BookmarkSubscribeRSS Feed
☑ This topic is solved. Need further help from the community? Please sign in and ask a new question.
CHL0320
Obsidian | Level 7

Hi, 

I have more than 200 tables like the sample table below and need to generate a final table with the frequency in percentage of records (7 in the sample table). The simple sample table is like 

data temp;
input activity $ location $ item $;
datalines;
A IC V
A ID R
B IR W
C IC R
A IR W
C IC V
B ID V
;
RUN;

What I want is like 

CHL0320_0-1744118027379.png

 

I use proc freq to get the percentage, but I am struggling to put them all into one final big table with the Filename variable as the dataset name. 

Thank you in advance for your suggestion.

1 ACCEPTED SOLUTION

Accepted Solutions
PaigeMiller
Diamond | Level 26

How about this example? I only use two data sets, temp1 and temp2, and in fact the data and percents are identical, but the point is to illustrate the method.

 

 

data temp1;
input activity $ location $ item $;
datalines;
A IC V
A ID R
B IR W
C IC R
A IR W
C IC V
B ID V
;
RUN;

data temp2;
input activity $ location $ item $;
datalines;
A IC V
A ID R
B IR W
C IC R
A IR W
C IC V
B ID V
;
RUN;

data all;
    /* Note: if you really have 200 data sets, just use temp1-temp200 below */
    /* or whatever the real names are */
    set temp1-temp2 indsname=indsname;
    file=propcase(scan(indsname,2,'.'));
run;
proc freq data=all;
    by file;
    tables activity/out=act;
    tables location/out=loc;
    tables item/out=item;
run;
data all2;
    length characteristic activity location item $30;
    set act loc item;
    if not missing(activity) then activity=catx('~',"Activity",activity);
    if not missing(location) then location=catx('~','Location',location);
    if not missing(item) then item=catx('~','Item',item);
    characteristic=coalescec(activity,location,item);
run;

proc report data=all2 split='~';
    columns ("File~Name" file) ("Percent" percent),characteristic;
    define file/group ' ';
    define characteristic/across ' ';
    define percent/sum ' ' format=8.2;
run;

 

 

PaigeMiller_0-1744119969583.png

 

Please note that it is always a good idea to make the table easily readable by your intended audience. This includes using capital letters and English words. Using per_ic, which is not an English word and is not capitalized, is not as clear and readable as Percent Location IC which uses English words and has capitalized words. Note also File Name has capitalized file names and English words (filename is not really an English word). Furthermore, if R V W for Items have actual names or values, these should appear in the table as well. Activity should not be A B C but rather the actual English word names that A B C represent. And so on. Make the table readable!!

 

--
Paige Miller

View solution in original post

10 REPLIES 10
PaigeMiller
Diamond | Level 26

How about this example? I only use two data sets, temp1 and temp2, and in fact the data and percents are identical, but the point is to illustrate the method.

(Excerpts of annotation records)
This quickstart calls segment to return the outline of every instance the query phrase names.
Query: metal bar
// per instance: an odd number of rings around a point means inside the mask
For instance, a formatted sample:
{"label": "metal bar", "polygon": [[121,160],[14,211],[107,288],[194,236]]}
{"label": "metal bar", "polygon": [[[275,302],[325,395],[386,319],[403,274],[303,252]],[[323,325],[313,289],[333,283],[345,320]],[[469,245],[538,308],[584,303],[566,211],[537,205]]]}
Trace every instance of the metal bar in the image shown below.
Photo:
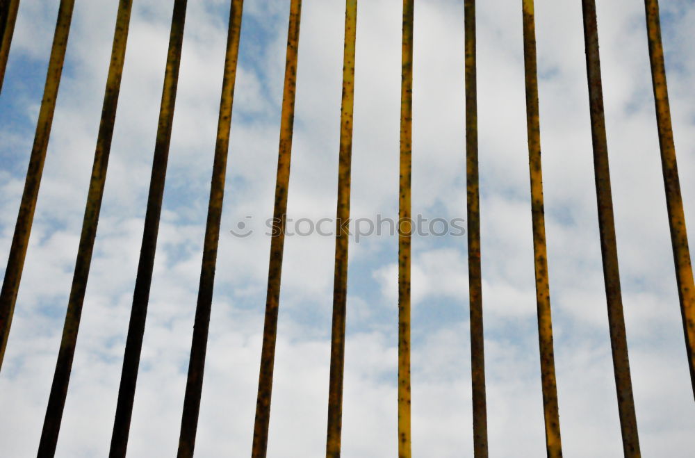
{"label": "metal bar", "polygon": [[466,32],[466,179],[471,304],[471,379],[473,411],[473,454],[487,457],[485,351],[480,272],[480,195],[478,188],[477,84],[475,63],[475,0],[464,2]]}
{"label": "metal bar", "polygon": [[644,8],[646,13],[649,63],[651,65],[652,85],[656,105],[656,121],[659,129],[664,186],[666,188],[669,228],[671,229],[671,242],[673,247],[676,280],[678,286],[680,313],[683,320],[685,351],[690,368],[690,382],[693,395],[695,395],[695,354],[693,352],[693,345],[695,345],[695,284],[693,282],[685,213],[683,211],[683,199],[680,195],[676,145],[673,143],[673,131],[671,124],[671,108],[669,104],[669,88],[666,82],[664,47],[661,42],[658,0],[644,0]]}
{"label": "metal bar", "polygon": [[5,270],[2,291],[0,292],[0,368],[2,367],[5,357],[7,339],[10,334],[10,327],[15,312],[17,293],[22,280],[22,270],[26,257],[26,247],[31,232],[34,211],[36,209],[36,199],[38,197],[41,175],[43,172],[44,162],[46,160],[46,150],[48,148],[49,138],[51,136],[51,126],[56,111],[56,100],[58,89],[63,74],[63,65],[67,47],[67,38],[72,20],[72,8],[74,0],[60,0],[58,10],[58,20],[56,33],[51,49],[48,71],[46,75],[46,85],[44,88],[43,99],[36,123],[36,133],[31,148],[29,165],[24,181],[24,190],[22,195],[22,203],[15,226],[10,256]]}
{"label": "metal bar", "polygon": [[256,402],[253,458],[265,458],[268,451],[268,429],[270,421],[270,397],[272,393],[272,370],[277,337],[277,312],[280,300],[280,277],[282,252],[285,243],[285,219],[287,213],[287,192],[290,183],[290,158],[295,120],[295,90],[297,85],[297,59],[300,41],[300,19],[302,0],[290,3],[289,26],[287,31],[287,55],[285,83],[282,95],[280,120],[280,144],[277,155],[277,176],[275,182],[274,227],[270,240],[270,260],[268,272],[268,294],[263,325],[263,347],[259,374],[259,391]]}
{"label": "metal bar", "polygon": [[338,203],[336,210],[336,263],[333,280],[331,369],[328,387],[327,458],[338,458],[341,456],[341,431],[343,427],[343,382],[345,370],[348,250],[350,240],[348,228],[357,28],[357,0],[346,0],[345,49],[343,57],[343,101],[341,107],[340,154],[338,165]]}
{"label": "metal bar", "polygon": [[536,26],[533,0],[522,0],[523,17],[524,70],[526,85],[526,128],[528,134],[529,171],[531,178],[531,221],[538,311],[538,341],[541,357],[541,384],[546,427],[546,450],[548,458],[562,456],[560,418],[555,385],[555,363],[553,348],[553,320],[548,278],[546,220],[543,203],[543,172],[541,161],[541,126],[538,102],[536,60]]}
{"label": "metal bar", "polygon": [[82,234],[80,236],[80,245],[75,262],[75,270],[63,330],[60,350],[56,364],[56,373],[51,387],[51,395],[39,446],[39,456],[41,457],[52,456],[55,454],[60,430],[63,411],[70,384],[70,371],[72,368],[72,359],[77,343],[82,306],[84,304],[85,292],[87,289],[90,265],[92,262],[92,253],[94,250],[95,238],[97,236],[101,198],[106,180],[106,170],[111,149],[111,139],[113,136],[113,124],[116,118],[118,95],[120,92],[132,4],[132,0],[121,0],[118,5],[111,60],[104,91],[104,106],[97,138],[92,177],[90,180],[89,193],[82,223]]}
{"label": "metal bar", "polygon": [[217,263],[220,241],[220,223],[222,219],[222,201],[224,197],[224,179],[229,149],[229,133],[231,129],[232,106],[234,101],[234,83],[236,80],[236,63],[239,55],[239,38],[241,33],[241,17],[243,0],[231,0],[229,10],[229,28],[227,38],[227,54],[224,73],[220,101],[217,141],[210,186],[210,202],[208,220],[205,227],[203,261],[200,268],[200,285],[198,303],[195,308],[195,321],[190,345],[188,376],[183,400],[183,413],[179,439],[179,458],[192,457],[195,446],[195,433],[200,411],[200,395],[203,389],[203,372],[210,327],[213,288],[215,285],[215,266]]}
{"label": "metal bar", "polygon": [[618,249],[616,245],[615,224],[613,218],[613,199],[611,195],[608,145],[606,140],[603,90],[598,54],[596,6],[594,0],[582,0],[582,7],[584,16],[584,38],[587,54],[591,138],[594,143],[594,170],[598,208],[598,229],[601,242],[601,257],[603,261],[603,279],[608,306],[613,370],[615,373],[618,411],[623,436],[623,450],[626,457],[639,457],[639,439],[635,414],[635,402],[632,399],[630,361],[628,359],[628,342],[623,314],[620,273],[618,268]]}
{"label": "metal bar", "polygon": [[124,457],[128,446],[128,434],[133,414],[133,400],[138,380],[138,368],[142,350],[142,336],[149,301],[149,289],[152,282],[152,269],[159,231],[159,217],[162,211],[164,182],[171,143],[174,109],[176,104],[177,88],[179,83],[179,69],[181,66],[181,52],[183,42],[183,27],[186,22],[187,0],[175,0],[172,15],[172,27],[169,38],[169,51],[162,101],[159,109],[159,122],[154,147],[152,173],[149,181],[147,209],[145,215],[142,243],[140,247],[138,274],[133,294],[133,306],[128,336],[126,338],[123,368],[118,389],[118,401],[113,422],[109,457]]}
{"label": "metal bar", "polygon": [[0,94],[2,93],[3,81],[5,81],[5,69],[19,9],[19,0],[0,0]]}
{"label": "metal bar", "polygon": [[412,455],[410,416],[411,177],[413,152],[413,28],[415,2],[403,0],[398,193],[398,456]]}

- [The task]:
In the SAS forum thread, change "final big table" to "single summary table" and give the passage between "I use proc freq" and "for your suggestion.", inclusive.

- [Solution for this problem]:
I use proc freq to get the percentage, but I am struggling to put them all into one single summary table with the Filename variable as the dataset name. 

Thank you in advance for your suggestion.